> [Records for processing]
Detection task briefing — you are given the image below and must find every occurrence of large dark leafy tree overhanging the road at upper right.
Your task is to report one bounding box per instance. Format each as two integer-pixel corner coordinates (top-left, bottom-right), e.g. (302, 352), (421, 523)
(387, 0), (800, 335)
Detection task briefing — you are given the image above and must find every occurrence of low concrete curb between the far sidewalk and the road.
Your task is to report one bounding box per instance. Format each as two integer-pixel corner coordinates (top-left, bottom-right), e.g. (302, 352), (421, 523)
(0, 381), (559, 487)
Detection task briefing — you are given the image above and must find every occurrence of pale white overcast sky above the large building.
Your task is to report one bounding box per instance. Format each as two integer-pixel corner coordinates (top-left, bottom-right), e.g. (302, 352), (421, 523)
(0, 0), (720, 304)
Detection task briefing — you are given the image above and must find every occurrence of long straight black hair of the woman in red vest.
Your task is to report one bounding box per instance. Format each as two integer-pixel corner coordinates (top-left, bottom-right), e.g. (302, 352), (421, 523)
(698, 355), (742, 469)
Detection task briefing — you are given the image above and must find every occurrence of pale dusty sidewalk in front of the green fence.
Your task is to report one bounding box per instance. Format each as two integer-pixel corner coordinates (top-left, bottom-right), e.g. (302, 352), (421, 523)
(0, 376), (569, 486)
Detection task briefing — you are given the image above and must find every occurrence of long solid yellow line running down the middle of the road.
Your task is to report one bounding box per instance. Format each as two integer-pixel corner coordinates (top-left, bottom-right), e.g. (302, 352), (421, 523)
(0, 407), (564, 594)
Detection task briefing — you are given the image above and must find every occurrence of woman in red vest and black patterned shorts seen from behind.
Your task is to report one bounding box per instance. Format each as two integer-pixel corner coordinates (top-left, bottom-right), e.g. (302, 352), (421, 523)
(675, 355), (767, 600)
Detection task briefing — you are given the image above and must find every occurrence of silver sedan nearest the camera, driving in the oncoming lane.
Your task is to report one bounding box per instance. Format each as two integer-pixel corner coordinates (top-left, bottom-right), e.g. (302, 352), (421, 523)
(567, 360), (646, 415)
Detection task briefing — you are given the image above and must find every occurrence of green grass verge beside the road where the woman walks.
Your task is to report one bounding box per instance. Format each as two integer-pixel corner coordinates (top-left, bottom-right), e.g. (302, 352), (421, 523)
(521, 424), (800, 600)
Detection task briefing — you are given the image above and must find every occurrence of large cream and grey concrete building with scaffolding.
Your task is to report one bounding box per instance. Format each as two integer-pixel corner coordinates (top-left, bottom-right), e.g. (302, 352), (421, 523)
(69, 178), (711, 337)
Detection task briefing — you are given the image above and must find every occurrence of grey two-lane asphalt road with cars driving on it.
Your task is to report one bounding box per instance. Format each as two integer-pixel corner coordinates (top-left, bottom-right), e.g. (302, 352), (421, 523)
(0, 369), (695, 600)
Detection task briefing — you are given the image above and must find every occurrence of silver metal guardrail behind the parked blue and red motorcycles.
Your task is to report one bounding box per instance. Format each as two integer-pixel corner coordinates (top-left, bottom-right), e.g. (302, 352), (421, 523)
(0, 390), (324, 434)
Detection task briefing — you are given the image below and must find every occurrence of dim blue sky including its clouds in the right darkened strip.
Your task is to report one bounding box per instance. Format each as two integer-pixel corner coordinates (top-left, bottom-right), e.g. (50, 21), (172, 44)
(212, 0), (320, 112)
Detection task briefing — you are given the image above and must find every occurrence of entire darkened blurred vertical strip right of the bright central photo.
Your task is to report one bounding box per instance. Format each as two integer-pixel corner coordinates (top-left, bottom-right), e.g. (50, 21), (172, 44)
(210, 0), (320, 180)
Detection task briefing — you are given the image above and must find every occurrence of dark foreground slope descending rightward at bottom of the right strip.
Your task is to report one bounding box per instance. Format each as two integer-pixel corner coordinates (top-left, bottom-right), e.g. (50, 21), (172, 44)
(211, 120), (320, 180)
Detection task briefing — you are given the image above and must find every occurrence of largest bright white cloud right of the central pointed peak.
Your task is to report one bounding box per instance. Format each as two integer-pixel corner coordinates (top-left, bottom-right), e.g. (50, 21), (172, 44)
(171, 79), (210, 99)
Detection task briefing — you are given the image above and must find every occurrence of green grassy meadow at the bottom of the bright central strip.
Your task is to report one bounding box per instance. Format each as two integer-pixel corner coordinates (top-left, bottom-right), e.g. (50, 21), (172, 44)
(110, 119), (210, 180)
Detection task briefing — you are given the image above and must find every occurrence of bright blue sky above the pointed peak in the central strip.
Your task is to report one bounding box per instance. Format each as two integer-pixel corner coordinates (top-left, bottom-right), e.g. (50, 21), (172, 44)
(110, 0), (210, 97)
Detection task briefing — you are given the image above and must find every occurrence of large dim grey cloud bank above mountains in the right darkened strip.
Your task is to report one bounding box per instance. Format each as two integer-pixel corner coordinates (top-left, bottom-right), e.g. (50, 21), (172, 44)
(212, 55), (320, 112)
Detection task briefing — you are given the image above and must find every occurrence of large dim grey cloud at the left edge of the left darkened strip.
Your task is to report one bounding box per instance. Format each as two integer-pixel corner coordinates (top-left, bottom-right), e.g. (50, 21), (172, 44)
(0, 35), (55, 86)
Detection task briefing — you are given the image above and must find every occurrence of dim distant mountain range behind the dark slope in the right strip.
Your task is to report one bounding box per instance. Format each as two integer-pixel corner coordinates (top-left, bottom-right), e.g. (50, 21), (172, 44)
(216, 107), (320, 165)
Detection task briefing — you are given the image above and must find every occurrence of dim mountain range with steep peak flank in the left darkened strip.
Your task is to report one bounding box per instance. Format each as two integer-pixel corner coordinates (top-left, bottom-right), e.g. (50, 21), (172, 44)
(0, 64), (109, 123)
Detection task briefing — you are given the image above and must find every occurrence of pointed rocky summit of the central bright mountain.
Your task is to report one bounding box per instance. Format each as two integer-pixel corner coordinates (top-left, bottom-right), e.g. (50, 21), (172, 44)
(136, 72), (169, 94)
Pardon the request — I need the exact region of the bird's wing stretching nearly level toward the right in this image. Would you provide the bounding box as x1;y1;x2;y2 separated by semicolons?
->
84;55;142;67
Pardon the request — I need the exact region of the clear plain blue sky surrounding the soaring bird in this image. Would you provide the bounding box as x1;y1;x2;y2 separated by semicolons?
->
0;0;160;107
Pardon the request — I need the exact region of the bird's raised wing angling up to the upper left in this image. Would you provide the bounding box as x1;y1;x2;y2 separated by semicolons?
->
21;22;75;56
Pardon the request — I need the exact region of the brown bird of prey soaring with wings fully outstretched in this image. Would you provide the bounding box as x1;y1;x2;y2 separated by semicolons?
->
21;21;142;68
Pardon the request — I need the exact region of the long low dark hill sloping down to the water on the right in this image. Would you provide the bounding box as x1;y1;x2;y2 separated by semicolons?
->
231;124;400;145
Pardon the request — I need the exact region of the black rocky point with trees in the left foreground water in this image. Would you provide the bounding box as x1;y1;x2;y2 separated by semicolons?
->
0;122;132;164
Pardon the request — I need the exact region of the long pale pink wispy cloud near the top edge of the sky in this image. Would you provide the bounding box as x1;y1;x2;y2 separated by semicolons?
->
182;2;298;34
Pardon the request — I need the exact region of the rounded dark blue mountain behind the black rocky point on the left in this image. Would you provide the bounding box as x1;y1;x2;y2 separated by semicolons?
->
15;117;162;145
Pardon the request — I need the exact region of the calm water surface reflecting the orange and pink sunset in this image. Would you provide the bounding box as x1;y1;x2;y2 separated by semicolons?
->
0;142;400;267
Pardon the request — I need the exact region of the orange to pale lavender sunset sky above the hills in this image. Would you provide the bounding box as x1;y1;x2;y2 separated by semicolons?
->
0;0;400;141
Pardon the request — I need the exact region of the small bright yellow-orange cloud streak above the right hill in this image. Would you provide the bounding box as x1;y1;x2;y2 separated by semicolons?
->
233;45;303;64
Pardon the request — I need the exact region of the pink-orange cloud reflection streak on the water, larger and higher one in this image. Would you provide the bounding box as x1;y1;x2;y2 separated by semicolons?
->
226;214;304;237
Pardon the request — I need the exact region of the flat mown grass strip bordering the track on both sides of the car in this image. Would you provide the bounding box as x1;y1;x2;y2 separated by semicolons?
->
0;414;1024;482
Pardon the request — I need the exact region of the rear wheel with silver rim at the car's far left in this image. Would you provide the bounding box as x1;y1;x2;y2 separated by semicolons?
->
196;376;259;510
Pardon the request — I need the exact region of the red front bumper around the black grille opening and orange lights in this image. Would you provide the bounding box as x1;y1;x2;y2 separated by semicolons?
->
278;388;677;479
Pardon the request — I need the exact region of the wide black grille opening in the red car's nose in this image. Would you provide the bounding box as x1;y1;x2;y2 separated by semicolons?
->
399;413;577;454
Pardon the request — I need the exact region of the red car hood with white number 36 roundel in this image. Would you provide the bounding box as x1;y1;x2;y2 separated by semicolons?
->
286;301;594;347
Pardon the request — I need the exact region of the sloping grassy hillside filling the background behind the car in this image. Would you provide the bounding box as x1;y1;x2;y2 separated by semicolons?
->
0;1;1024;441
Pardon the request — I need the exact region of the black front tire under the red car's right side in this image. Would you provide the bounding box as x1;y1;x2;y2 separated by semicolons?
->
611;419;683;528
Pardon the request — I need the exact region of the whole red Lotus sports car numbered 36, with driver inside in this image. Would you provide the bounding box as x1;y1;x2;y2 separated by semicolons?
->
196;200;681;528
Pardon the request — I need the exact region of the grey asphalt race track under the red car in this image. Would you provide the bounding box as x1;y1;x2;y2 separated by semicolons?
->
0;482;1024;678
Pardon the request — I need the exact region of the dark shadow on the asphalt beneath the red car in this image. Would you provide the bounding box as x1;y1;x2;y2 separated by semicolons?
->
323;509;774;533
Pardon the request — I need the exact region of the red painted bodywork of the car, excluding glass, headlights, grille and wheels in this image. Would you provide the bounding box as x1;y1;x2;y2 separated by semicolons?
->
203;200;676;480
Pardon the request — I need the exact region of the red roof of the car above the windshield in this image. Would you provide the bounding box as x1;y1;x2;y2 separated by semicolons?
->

> [Problem description]
Where does "lane" appear in the records above? Copy every line that has it.

> [Solution to the problem]
Detection task briefing — you are given the image above and must find every occurrence of silver sedan nearest the camera, driving in the oncoming lane.
Detection task briefing — you are given the image above and must find every occurrence of grey two-lane asphalt road with cars driving on it.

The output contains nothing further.